→ **Given entries**

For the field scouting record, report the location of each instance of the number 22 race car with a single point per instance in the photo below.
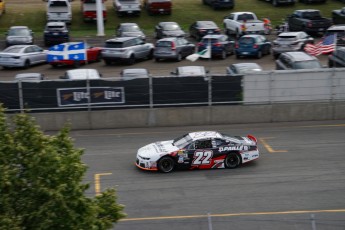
(198, 150)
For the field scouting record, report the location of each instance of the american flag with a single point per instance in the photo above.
(325, 46)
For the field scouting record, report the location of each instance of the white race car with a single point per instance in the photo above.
(203, 150)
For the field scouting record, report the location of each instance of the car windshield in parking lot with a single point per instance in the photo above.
(307, 65)
(113, 44)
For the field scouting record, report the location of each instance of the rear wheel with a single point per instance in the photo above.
(232, 161)
(166, 164)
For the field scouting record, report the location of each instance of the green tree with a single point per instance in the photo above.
(41, 181)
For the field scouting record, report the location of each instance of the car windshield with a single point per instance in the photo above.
(113, 44)
(183, 141)
(130, 29)
(19, 32)
(307, 65)
(13, 49)
(171, 26)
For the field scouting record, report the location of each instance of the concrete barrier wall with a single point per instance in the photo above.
(188, 116)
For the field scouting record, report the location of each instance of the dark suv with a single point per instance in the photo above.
(127, 49)
(219, 4)
(337, 58)
(297, 60)
(290, 41)
(55, 33)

→ **Work to complete**
Any images must be dropped; all other material is to be printed exactly.

→ **Task solution**
For the field scouting record, report the location of each instance of the number 22 race car with a single point per instance in the photo below.
(198, 150)
For the field scouting record, report the location of each instance of the american flag with a single point per instance in the photo above.
(325, 46)
For the field scouting record, report the location of each instance of the white race car with a single point per instance in the photo above.
(203, 150)
For the field scouting record, report the location of each instance of the car windshield in parking lot with a single point per instance in the photo above.
(307, 65)
(113, 44)
For the field scouting record, report the location of each instance of the rear wheel with a single point per instance in the photo above.
(232, 161)
(166, 164)
For the field scouting record, report the location of each instance of the green tree with a single point per instance in the photo above.
(41, 181)
For the field scouting record, report the location of each instance of the car windshield with a single point per instance in the photo above.
(113, 44)
(183, 141)
(130, 29)
(19, 32)
(307, 65)
(13, 49)
(171, 26)
For the field scouting record, report the location of each instance of the concrete barrier wall with a single point per instance in the photo above.
(188, 116)
For the field scouting record, report the location of each instance of the dark suv with a single point per instance in the photo above.
(127, 49)
(219, 4)
(337, 58)
(297, 60)
(290, 41)
(55, 33)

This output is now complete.